(Kutipan Teks)
Apa makna rezki? Selama ini kita mempersepsikan bahwa yang disebut rezki selalu identik dengan harta benda. Misalnya jika kita mengatakan, “Aku baru saja dapat rezki.” Ternyata yang dimaksud rezki dalam pernyataan di atas adalah bonus dari perusahaan.
Pemakanaan rezki dalam makna harta benda, tentu tidak salah. Dalam Al Qur’an sendiri bisa kita dapati pemaknaan seperti itu. “Dan Allah melebihkan sebagian kamu dari sebagian yang lain dalam hal rezki, tetapi orang-orang yang dilebihkan (rezkinya itu) tidak mau memberikan rezki mereka kepada budak-budak yang mereka miliki, agar mereka sama (merasakan) rezki itu. Maka mengapa mereka mengingkari nikmat Allah?” (An Nahl/16:71)
Tetapi benarkah rezki selalu dalam pengertian materi, harta atau benda-benda? Untuk menjawab pertanyaan ini, mari kita simak ayat berikut, “Dan orang-orang yang berhijrah di jalan Allah, kemudian mereka dibunuh atau mati, benar-benar Allah akan memberikan kepada mereka Rezki yang baik (surga). Dan sesungguhnya Allah adalah sebaik-baik pemberi rezki.” (Al Hajj/22: 58).
Rizki dalam ayat di atas, tentu sangat jauh jika diartikan materi, karena rezki di sini berkaitan dengan orang yang telah mati syahid. Karena itu salah satu tafsir rezki dalam ayat tersebut adalah surga (Al Qur’an dan Terjemahnya, Depag RI).
Salah satu doa yang diajarkan oleh Rasulullah saw kepada kita juga memberi makna non-material pada rezki, “Rabbi zidni ilma, warzukni fahma, wajalni minasshalihiin” = Ya Tuhanku, berilah aku tambahan ilmu, berilah rezki berupa kepahaman, dan jadikanlah aku termasuk hambamu yang shaleh). Jadi, rezki dalam doa di atas berupa kepahaman ilmu.

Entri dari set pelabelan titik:
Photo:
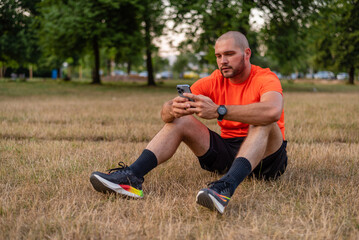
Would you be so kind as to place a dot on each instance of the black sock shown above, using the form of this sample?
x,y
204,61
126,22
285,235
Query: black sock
x,y
239,170
144,163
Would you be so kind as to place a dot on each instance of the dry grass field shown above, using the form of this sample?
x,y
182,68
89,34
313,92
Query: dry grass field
x,y
53,135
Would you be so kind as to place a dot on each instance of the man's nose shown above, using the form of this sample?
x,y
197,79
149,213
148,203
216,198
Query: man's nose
x,y
224,60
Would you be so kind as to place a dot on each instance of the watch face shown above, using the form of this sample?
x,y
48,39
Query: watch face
x,y
222,110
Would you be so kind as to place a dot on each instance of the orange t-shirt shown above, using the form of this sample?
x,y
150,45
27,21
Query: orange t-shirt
x,y
223,92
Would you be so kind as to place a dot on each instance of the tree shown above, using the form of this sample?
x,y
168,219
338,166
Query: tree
x,y
75,27
205,25
18,43
152,18
339,47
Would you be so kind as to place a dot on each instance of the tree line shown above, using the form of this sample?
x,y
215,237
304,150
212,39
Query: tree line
x,y
297,36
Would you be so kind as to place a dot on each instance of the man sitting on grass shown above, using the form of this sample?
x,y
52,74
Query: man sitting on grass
x,y
248,103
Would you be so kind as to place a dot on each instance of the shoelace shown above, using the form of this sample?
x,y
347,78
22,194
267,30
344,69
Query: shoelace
x,y
122,166
218,185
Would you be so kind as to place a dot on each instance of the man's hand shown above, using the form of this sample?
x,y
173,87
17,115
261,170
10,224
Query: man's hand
x,y
203,106
180,106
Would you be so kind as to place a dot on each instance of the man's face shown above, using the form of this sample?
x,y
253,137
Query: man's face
x,y
230,58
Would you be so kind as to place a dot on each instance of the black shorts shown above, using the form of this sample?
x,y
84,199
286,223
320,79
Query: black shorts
x,y
222,153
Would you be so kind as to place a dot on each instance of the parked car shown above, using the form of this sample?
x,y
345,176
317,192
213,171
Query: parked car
x,y
324,75
279,75
143,74
166,75
342,76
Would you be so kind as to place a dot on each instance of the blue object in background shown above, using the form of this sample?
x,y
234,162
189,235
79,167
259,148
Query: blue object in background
x,y
54,74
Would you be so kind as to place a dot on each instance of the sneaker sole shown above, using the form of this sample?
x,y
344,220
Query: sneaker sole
x,y
102,185
208,201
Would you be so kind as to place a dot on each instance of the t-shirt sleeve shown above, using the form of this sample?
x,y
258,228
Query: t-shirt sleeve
x,y
270,82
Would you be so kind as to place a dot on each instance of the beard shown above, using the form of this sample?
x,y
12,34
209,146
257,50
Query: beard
x,y
235,70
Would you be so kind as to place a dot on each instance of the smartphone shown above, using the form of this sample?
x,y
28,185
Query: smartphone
x,y
184,88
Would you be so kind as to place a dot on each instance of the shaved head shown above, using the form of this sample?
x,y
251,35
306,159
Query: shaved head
x,y
239,39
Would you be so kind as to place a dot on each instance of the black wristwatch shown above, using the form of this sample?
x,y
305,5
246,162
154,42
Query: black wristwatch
x,y
221,110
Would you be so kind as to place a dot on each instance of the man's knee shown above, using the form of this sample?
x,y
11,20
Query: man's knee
x,y
262,128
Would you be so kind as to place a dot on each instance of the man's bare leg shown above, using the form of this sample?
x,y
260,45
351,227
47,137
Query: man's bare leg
x,y
260,142
128,181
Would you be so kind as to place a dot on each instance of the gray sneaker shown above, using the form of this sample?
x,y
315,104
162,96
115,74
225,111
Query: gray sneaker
x,y
118,180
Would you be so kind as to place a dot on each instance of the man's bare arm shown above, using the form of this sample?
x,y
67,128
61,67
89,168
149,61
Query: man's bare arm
x,y
267,111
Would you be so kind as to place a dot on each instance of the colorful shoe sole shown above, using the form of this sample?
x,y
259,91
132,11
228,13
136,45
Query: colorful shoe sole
x,y
102,185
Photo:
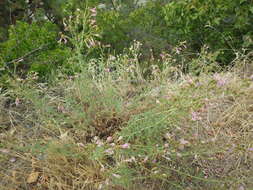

(Petunjuk Tugas) Berdasarkan teks tentang makna rezki, jelaskan dalam satu sampai tiga kalimat mengapa rezki dalam ayat Al Hajj/22: 58 tidak tepat diartikan sebagai materi.

(Hasil Tugas) Rezki dalam ayat tersebut berkaitan dengan orang yang telah mati syahid, sehingga mengartikannya sebagai materi sangat jauh dari maksudnya. Karena itu, salah satu tafsir rezki dalam ayat tersebut adalah surga, sesuai Al Qur'an dan Terjemahnya dari Depag RI.